Passage provided =>
• • • • •

[libvirt] [Qemu-ppc] [RFC PATCH qemu] spapr_pci: Create PCI-express root bus by default

Marcel Apfelbaum marcel at redhat.com
Wed Dec 14 18:26:48 UTC 2016

On 12/14/2016 04:46 AM, David Gibson wrote:
> On Tue, Dec 13, 2016 at 02:25:44PM +0200, Marcel Apfelbaum wrote:
>> On 12/07/2016 06:42 PM, Andrea Bolognani wrote:
>>> [Added Marcel to CC]
>> Hi,
>> Sorry for the late reply.
>>> On Wed, 2016-12-07 at 15:11 +1100, David Gibson wrote:
>>>>> Is the difference between q35 and pseries guests with
>>>>> respect to PCIe only relevant when it comes to assigned
>>>>> devices, or in general? I'm asking this because you seem to
>>>>> focus entirely on assigned devices.
>>>> Well, in a sense that's up to us.  The only existing model we have is
>>>> PowerVM, and PowerVM only does device passthrough, no emulated
>>>> devices.  PAPR doesn't really distinguish one way or the other, but
>>>> it's written from the perspective of assuming that all PCI devices
>>>> correspond to physical devices on the host
>>> Okay, that makes sense.
>>>>>> On q35,
>>>>>> you'd generally expect physically separate (different slot) devices to
>>>>>> appear under separate root complexes.
>>>>> This part I don't get at all, so please bear with me.
>>>>> The way I read it you're claiming that eg. a SCSI controller
>>>>> and a network adapter, being physically separate and assigned
>>>>> to separate PCI slots, should have a dedicated PCIe Root
>>>>> Complex each on a q35 guest.
>> Not a PCIe Root Complex, but a PCIe Root port.
> Ah, sorry.  As I said, I've been pretty confused by all the terminology.
>>>> Right, my understanding was that if the devices were slotted, rather
>>>> than integrated, each one would sit under a separate root complex, the
>>>> root complex being a pseudo PCI to PCI bridge.
>>> I assume "slotted" means "plugged into a slot that's not one
>>> of those provided by pcie.0" or something along those lines.
>>> More on the root complex bit later.
>>>>> That doesn't match with my experience, where you would simply
>>>>> assign them to separate slots of the default PCIe Root Bus
>>>>> (pcie.0), eg. 00:01.0 and 00:02.0.
>>>> The qemu default, or the libvirt default?

• • • • •

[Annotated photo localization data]
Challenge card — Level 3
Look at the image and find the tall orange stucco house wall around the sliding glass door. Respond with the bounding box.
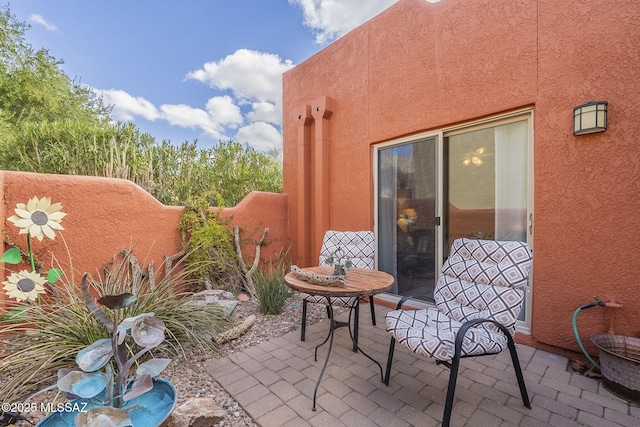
[283,0,640,356]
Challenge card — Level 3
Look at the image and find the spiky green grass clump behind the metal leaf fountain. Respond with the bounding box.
[0,252,230,402]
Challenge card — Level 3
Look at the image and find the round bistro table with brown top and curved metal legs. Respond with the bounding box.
[284,267,394,411]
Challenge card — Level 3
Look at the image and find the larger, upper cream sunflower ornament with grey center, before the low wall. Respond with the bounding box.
[7,197,66,241]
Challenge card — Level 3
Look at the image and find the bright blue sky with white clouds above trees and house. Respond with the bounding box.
[9,0,408,151]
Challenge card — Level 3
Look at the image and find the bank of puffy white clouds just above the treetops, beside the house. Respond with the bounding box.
[94,49,293,151]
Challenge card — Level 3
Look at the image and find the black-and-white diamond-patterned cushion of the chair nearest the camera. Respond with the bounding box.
[386,239,532,360]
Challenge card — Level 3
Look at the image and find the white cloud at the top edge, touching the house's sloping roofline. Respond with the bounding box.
[289,0,397,44]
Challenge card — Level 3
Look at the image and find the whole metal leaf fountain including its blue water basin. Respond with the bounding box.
[37,273,177,427]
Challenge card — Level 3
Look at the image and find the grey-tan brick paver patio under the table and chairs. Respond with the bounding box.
[207,306,640,427]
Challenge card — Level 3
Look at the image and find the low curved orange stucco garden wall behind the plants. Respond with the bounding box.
[0,171,289,308]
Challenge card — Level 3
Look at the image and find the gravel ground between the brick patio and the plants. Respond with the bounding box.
[0,293,336,427]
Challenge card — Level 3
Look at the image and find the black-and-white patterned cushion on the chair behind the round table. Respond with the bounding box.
[303,230,376,307]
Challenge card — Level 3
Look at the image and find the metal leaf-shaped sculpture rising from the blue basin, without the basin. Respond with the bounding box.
[57,273,171,427]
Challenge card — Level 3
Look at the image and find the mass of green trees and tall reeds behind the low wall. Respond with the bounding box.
[0,6,282,206]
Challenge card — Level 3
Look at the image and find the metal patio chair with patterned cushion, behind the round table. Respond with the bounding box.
[300,230,376,351]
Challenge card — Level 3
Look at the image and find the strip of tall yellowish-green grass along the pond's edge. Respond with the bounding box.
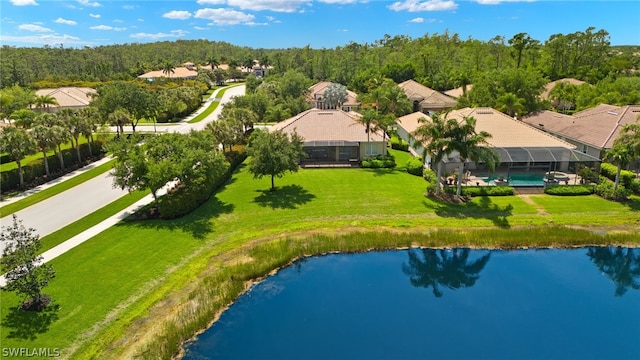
[106,226,640,359]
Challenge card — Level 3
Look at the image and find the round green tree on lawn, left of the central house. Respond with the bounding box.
[247,130,305,191]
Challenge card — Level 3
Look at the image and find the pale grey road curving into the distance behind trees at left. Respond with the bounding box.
[0,85,245,246]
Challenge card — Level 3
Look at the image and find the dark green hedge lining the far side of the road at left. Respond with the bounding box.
[0,140,104,193]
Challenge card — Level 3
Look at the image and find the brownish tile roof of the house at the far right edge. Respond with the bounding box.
[522,104,640,149]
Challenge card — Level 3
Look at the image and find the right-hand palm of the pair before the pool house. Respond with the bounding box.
[451,116,500,196]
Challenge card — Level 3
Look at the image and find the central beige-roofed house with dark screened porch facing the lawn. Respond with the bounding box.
[269,109,387,164]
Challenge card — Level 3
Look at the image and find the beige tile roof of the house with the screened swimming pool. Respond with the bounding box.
[397,108,575,149]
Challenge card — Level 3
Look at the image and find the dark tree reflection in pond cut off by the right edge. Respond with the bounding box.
[587,247,640,296]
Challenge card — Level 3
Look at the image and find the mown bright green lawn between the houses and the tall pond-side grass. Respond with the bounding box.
[0,152,640,358]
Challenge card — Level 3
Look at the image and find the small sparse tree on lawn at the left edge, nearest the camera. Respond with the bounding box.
[0,214,55,311]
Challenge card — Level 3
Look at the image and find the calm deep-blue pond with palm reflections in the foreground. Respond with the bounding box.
[185,248,640,359]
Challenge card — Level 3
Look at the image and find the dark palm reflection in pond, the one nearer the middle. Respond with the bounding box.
[402,249,491,297]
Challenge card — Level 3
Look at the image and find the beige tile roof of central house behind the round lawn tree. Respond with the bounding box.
[270,109,383,143]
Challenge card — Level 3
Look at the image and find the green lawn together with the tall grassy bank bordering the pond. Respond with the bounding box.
[0,150,640,359]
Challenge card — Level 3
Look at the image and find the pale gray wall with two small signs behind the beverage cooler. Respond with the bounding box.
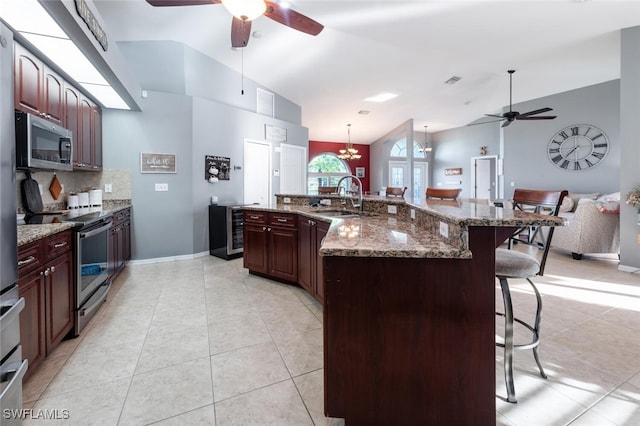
[103,42,309,260]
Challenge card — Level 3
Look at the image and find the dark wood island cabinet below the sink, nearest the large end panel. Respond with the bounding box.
[298,215,330,303]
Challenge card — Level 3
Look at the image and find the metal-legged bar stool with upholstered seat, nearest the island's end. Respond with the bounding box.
[496,189,568,403]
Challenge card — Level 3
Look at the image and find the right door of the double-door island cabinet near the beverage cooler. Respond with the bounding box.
[269,227,298,282]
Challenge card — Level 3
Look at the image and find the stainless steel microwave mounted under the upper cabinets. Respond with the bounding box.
[16,111,73,170]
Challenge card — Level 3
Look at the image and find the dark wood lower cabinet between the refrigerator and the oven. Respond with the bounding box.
[18,231,73,376]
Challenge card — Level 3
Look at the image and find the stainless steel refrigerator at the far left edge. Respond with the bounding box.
[0,21,28,426]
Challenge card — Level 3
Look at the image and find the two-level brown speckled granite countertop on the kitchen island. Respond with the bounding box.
[250,194,564,259]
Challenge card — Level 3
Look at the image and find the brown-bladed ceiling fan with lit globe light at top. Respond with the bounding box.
[147,0,324,47]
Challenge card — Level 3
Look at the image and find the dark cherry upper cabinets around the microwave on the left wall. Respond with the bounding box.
[14,43,102,171]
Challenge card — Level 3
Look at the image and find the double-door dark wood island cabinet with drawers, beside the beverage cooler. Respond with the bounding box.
[243,211,298,283]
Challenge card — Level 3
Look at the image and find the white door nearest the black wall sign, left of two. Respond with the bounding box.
[244,139,272,207]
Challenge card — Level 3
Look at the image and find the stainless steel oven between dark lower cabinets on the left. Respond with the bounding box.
[74,212,112,336]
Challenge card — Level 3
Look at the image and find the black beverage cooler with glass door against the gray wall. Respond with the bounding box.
[209,204,243,260]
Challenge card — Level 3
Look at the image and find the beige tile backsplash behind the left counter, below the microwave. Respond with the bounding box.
[16,169,131,212]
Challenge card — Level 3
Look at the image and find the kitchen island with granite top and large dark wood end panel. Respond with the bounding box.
[242,195,563,425]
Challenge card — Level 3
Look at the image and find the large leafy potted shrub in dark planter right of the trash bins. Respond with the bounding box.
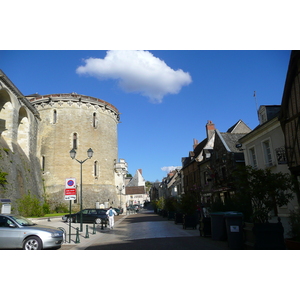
[235,166,293,250]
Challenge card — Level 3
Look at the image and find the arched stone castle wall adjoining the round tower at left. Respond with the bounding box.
[0,70,43,206]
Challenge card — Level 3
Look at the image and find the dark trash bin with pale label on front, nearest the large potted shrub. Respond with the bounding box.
[224,212,244,250]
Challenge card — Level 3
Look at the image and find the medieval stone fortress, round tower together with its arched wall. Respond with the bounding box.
[0,71,126,211]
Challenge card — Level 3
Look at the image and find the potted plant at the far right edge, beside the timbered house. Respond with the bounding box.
[285,208,300,250]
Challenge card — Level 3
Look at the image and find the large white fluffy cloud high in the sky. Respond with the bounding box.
[76,50,192,103]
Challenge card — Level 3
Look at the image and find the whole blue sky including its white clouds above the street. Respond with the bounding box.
[0,50,290,181]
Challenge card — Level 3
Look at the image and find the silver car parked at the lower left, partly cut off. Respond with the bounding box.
[0,214,63,250]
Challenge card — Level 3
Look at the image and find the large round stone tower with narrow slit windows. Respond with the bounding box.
[30,93,119,208]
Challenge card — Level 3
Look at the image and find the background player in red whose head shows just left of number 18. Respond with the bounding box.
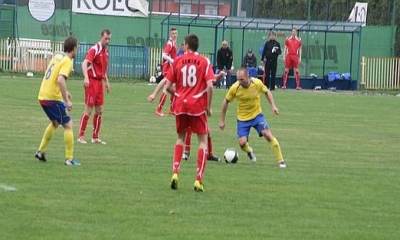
[156,28,178,117]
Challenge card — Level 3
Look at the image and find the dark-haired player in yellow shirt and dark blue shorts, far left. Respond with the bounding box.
[35,37,80,165]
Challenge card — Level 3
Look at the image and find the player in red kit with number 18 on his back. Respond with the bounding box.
[166,34,215,192]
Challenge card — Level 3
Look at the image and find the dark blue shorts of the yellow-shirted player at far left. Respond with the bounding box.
[39,100,71,125]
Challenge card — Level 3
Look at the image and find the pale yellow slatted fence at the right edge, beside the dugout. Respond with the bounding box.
[360,57,400,90]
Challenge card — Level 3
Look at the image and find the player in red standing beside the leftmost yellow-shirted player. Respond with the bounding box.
[78,29,111,144]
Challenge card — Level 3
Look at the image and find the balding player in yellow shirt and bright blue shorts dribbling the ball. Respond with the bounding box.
[219,68,286,168]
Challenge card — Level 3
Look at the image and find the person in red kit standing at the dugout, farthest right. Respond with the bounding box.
[282,28,301,90]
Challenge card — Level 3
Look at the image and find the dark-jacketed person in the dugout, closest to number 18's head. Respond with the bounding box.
[217,40,233,88]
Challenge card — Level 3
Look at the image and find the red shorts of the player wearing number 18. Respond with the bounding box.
[175,114,208,134]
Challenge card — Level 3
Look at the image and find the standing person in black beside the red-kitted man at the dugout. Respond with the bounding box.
[262,31,282,90]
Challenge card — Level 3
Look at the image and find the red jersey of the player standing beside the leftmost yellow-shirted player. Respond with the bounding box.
[86,43,108,80]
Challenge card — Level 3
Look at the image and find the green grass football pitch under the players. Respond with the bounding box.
[0,76,400,240]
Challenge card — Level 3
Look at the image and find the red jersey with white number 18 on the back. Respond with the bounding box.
[166,52,214,116]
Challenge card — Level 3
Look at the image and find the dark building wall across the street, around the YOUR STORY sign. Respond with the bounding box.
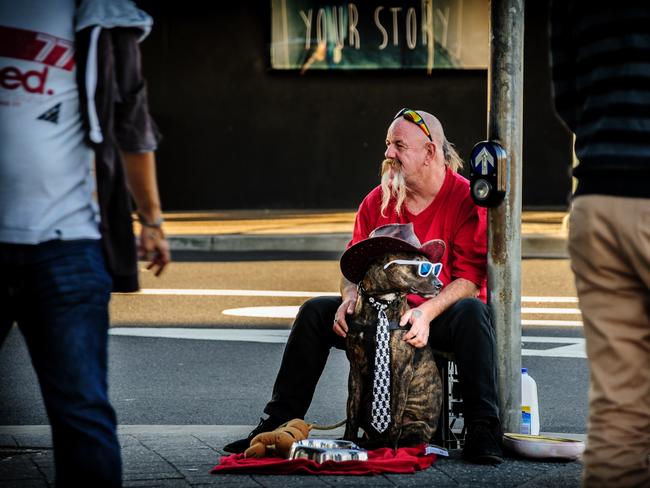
[138,0,572,210]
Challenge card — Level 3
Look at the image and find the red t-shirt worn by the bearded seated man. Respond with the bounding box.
[348,168,487,306]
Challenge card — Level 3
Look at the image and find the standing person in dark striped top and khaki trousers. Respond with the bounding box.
[550,0,650,487]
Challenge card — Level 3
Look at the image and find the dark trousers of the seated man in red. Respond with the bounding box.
[264,297,499,422]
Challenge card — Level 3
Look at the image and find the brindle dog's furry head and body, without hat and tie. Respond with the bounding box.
[344,252,442,449]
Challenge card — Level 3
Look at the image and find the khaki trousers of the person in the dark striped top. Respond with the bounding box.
[569,195,650,488]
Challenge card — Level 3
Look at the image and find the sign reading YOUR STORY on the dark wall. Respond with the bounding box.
[271,0,489,73]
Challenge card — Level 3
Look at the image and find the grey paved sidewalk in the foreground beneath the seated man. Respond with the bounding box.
[0,425,582,488]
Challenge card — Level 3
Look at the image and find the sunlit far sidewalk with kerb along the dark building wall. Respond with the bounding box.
[153,210,568,258]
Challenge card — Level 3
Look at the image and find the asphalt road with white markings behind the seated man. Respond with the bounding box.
[0,255,588,433]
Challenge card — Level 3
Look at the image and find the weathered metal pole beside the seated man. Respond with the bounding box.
[488,0,524,432]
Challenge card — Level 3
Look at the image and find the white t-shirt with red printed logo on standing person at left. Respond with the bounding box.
[0,0,100,244]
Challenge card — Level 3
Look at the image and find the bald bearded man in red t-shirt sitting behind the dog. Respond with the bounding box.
[224,109,503,464]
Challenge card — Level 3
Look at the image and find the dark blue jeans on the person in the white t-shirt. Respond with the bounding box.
[0,240,122,487]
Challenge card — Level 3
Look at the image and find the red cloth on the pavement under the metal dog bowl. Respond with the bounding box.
[210,444,436,475]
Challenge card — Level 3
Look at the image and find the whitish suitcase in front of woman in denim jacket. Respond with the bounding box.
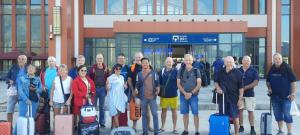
[17,105,35,135]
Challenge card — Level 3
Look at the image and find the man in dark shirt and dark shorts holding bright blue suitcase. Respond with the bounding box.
[215,56,244,135]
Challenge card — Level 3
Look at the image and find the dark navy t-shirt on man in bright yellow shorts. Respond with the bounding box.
[159,68,178,98]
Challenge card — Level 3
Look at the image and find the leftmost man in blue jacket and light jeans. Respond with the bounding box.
[6,55,27,122]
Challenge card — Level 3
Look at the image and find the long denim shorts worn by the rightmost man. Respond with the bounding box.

• • • • •

Work instructions =>
(a) From the PCIe email thread, print the lines starting with "Marcel Apfelbaum marcel" and going on through "the late reply.".
(b) Answer these questions using the PCIe email thread:
(i) Which existing model is said to do only device passthrough, with no emulated devices?
(ii) What name appears in parentheses for the default PCIe Root Bus?
(iii) In the correction "Not a PCIe Root Complex, but a …", what term completes the sentence?

Solutions to the exercise =>
(a)
Marcel Apfelbaum marcel at redhat.com
Wed Dec 14 18:26:48 UTC 2016

On 12/14/2016 04:46 AM, David Gibson wrote:
> On Tue, Dec 13, 2016 at 02:25:44PM +0200, Marcel Apfelbaum wrote:
>> On 12/07/2016 06:42 PM, Andrea Bolognani wrote:
>>> [Added Marcel to CC]
>> Hi,
>> Sorry for the late reply.

(b)
(i) PowerVM
(ii) pcie.0
(iii) PCIe Root port